**Document segment:**
# Budgie Taming With His Toy?



## Farhan (Jul 21, 2017)

Okay so this is my first post on this forum!
I bought my budgie from a store almost two months ago and have been trying to tame him ever since. I only have one budgie and he is young yet.
I really started the regular taming process a week ago, before that I interacted with him occasionally.

I think he's getting closer to me now. I put seeds in my hand and he now cautiously does put one foot on my hand and starts to eat, sometimes even hops on. It's a great feeling when he does. He never ate millet in his life. I tried to give him some after I got him but he doesn't like the spray millet as much as he likes his seeds (sigh) so I can't bribe him with that.

So I tried a different approach. He already has quite a few toys in his cage but there is one in particular that he plays with the most. It's beads on a bendy string with many knots. He loves trying to untie the knot and throwing the toy onto the floor.

Today, what I did was take out that toy and put in on the palm of my hand. He immediately jumped from his perch and onto my hand. I kept talking to him in soothing voices. When he was on my palm, he tried to untie the knots and I slightly felt like he wanted to pick it up and either throw it on the ground or take it back to the cage.
I've been doing this 'toy taming' thing for a day. He jumps onto my hand without any fear and plays with the toy for about 20 to 30 seconds after which he goes back. If I have the toy on my hand he will keep coming back.
So what I wanted to ask was how should I proceed from here? Should I continue? PS: He only stays on my hand if the toy is near otherwise he doesn't stay on it for longer than five seconds.

*TL;DR* Budgie keen to get on my hand if I have his toy on my hand. Otherwise he isn't tempted much with food. Should I continue taming him with this toy instead of millet (which he isn't fond of).

Btw, I do give him a seed when he jumps onto my hand; as a reward.


----------



## Hunterkat (Mar 29, 2017)

You can definitely use the toy as the reward! Some birds just aren't highly food motivated. Just make sure you limit access to his toy otherwise


----------



## FaeryBee (May 9, 2011)

[Image rows for named regions]
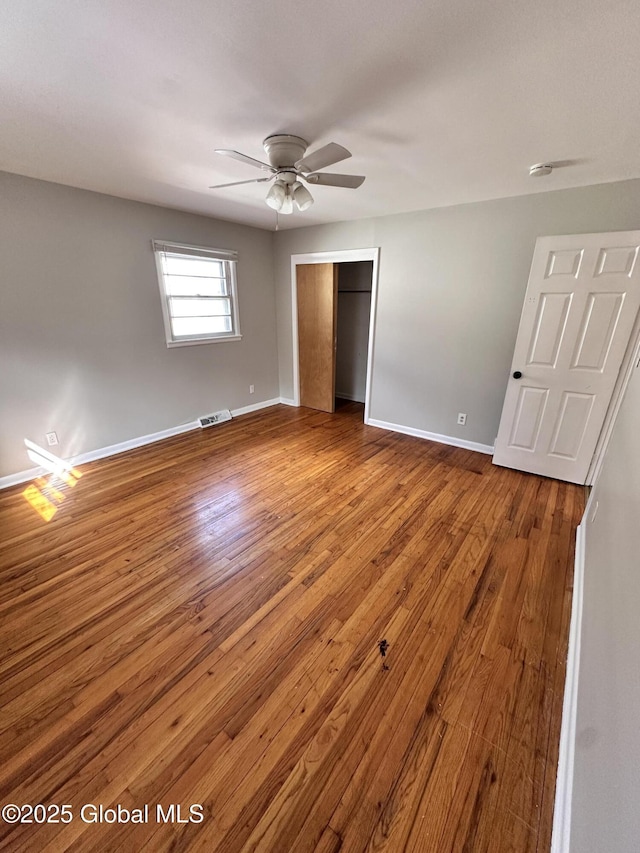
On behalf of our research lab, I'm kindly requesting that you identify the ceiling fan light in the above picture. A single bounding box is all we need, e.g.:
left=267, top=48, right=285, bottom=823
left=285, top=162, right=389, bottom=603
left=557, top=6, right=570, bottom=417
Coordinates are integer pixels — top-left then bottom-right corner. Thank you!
left=293, top=181, right=313, bottom=210
left=279, top=191, right=293, bottom=214
left=265, top=181, right=287, bottom=213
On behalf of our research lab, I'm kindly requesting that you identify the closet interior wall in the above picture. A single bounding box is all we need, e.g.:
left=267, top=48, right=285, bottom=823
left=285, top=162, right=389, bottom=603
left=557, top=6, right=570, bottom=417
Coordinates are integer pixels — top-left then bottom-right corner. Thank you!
left=336, top=261, right=373, bottom=403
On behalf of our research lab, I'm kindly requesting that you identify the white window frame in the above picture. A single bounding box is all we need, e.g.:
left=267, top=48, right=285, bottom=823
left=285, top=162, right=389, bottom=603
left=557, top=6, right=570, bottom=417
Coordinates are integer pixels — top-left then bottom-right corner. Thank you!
left=151, top=240, right=242, bottom=347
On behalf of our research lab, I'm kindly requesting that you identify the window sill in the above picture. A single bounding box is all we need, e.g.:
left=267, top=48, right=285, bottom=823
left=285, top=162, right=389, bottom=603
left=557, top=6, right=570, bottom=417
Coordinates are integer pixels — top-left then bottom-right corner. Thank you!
left=167, top=335, right=242, bottom=348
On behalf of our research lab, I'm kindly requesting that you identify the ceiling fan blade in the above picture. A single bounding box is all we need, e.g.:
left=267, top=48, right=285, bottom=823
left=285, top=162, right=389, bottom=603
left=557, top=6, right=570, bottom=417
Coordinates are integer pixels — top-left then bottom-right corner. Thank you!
left=215, top=148, right=276, bottom=172
left=302, top=172, right=364, bottom=190
left=209, top=177, right=271, bottom=190
left=296, top=142, right=351, bottom=172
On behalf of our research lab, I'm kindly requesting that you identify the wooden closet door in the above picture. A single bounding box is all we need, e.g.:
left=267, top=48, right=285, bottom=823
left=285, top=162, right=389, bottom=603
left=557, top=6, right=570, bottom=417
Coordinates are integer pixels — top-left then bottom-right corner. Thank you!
left=296, top=264, right=338, bottom=412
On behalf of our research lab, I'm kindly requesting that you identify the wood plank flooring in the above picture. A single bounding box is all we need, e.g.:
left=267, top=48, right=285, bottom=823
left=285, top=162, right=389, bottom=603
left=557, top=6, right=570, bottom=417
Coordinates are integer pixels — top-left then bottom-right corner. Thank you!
left=0, top=404, right=583, bottom=853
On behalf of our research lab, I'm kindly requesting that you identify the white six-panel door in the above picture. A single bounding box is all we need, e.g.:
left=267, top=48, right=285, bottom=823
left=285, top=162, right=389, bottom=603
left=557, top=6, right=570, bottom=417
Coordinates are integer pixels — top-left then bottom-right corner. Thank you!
left=493, top=231, right=640, bottom=483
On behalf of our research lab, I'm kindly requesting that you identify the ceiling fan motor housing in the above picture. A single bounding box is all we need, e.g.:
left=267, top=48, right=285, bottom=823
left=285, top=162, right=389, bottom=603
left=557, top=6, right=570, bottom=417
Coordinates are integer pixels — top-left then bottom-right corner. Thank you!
left=262, top=134, right=309, bottom=169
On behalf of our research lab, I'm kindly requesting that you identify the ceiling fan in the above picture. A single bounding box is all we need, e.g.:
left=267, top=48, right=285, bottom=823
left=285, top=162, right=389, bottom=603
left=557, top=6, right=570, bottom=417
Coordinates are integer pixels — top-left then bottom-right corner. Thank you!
left=209, top=134, right=364, bottom=213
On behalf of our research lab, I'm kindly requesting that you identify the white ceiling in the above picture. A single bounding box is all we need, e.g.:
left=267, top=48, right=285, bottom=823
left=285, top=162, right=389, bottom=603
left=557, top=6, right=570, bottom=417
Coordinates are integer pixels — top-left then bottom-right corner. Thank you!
left=0, top=0, right=640, bottom=228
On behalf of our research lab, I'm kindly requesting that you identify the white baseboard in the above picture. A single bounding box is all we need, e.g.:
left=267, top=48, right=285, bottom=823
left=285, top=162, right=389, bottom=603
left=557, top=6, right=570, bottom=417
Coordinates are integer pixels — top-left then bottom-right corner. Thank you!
left=231, top=397, right=280, bottom=418
left=367, top=418, right=493, bottom=455
left=551, top=521, right=585, bottom=853
left=0, top=397, right=284, bottom=489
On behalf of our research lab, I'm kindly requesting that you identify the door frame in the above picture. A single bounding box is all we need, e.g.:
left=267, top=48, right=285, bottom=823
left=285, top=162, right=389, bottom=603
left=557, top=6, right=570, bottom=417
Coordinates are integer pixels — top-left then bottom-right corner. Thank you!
left=585, top=311, right=640, bottom=486
left=291, top=247, right=380, bottom=424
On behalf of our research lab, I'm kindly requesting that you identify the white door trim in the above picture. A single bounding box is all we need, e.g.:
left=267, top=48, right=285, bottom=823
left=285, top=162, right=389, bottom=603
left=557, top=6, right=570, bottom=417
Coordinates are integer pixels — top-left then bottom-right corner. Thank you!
left=291, top=248, right=380, bottom=424
left=586, top=312, right=640, bottom=486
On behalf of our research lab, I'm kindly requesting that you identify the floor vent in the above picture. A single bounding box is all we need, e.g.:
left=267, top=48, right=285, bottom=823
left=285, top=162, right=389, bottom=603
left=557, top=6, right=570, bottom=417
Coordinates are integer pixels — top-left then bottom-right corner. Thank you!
left=198, top=409, right=231, bottom=429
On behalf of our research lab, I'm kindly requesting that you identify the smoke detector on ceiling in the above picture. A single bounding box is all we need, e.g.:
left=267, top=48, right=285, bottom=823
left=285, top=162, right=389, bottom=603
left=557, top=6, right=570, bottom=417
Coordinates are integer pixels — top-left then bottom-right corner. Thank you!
left=529, top=163, right=553, bottom=178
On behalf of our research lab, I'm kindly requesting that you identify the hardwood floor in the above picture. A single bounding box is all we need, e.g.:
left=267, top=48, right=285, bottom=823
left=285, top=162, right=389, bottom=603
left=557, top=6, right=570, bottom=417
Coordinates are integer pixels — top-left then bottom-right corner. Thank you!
left=0, top=404, right=583, bottom=853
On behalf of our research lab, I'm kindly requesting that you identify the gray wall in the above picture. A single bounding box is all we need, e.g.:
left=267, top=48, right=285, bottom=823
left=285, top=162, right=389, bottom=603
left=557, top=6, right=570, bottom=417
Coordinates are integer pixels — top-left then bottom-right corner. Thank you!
left=0, top=173, right=279, bottom=476
left=275, top=180, right=640, bottom=445
left=571, top=354, right=640, bottom=853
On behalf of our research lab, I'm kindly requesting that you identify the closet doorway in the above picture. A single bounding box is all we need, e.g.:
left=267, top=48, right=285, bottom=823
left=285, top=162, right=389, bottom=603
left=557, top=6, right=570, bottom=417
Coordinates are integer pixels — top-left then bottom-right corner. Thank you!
left=291, top=249, right=378, bottom=423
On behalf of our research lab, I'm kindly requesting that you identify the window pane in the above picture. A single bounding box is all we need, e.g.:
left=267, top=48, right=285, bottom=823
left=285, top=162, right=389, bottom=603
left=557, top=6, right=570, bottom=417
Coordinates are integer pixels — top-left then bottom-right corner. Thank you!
left=164, top=275, right=227, bottom=296
left=169, top=299, right=231, bottom=317
left=162, top=255, right=224, bottom=278
left=171, top=317, right=233, bottom=338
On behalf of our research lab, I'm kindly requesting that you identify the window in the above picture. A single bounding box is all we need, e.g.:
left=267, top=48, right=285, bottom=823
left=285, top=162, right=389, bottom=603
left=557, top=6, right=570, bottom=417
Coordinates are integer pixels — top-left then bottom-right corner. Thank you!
left=153, top=240, right=241, bottom=347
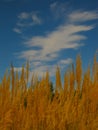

**What you will do:**
A. According to the budgie taming thread, which toy does the bird play with the most?
B. Rewrite the rows from their first line up to and including the line with "left=151, top=240, right=242, bottom=347", replacing "research lab" with "research team" and leaving all else unchanged. Omit the pictures.
The forum thread and the rows have no connection to each other.

**Responses to the exercise:**
A. Beads on a bendy string with many knots.

B.
On behalf of our research team, I'm kindly requesting that you identify the ceiling fan light in the above picture. A single bounding box is all we need, e.g.:
left=267, top=48, right=285, bottom=823
left=285, top=162, right=389, bottom=603
left=557, top=6, right=570, bottom=417
Coordinates are integer pixels — top-left then bottom-right corner. Thank you!
left=293, top=181, right=313, bottom=210
left=279, top=191, right=293, bottom=214
left=265, top=181, right=287, bottom=213
On behalf of our research team, I'm kindly requesting that you identify the closet interior wall in the above picture. A single bounding box is all we need, e.g.:
left=267, top=48, right=285, bottom=823
left=285, top=162, right=389, bottom=603
left=557, top=6, right=570, bottom=417
Coordinates are integer pixels — top-left then bottom-right corner. Thank you!
left=336, top=261, right=373, bottom=403
On behalf of our research team, I'm kindly requesting that you identify the white window frame in the above picture. A single bounding box is all we need, e.g.:
left=267, top=48, right=285, bottom=823
left=285, top=162, right=389, bottom=603
left=557, top=6, right=570, bottom=417
Coordinates are integer pixels — top-left then bottom-right corner. Thank you!
left=151, top=240, right=242, bottom=347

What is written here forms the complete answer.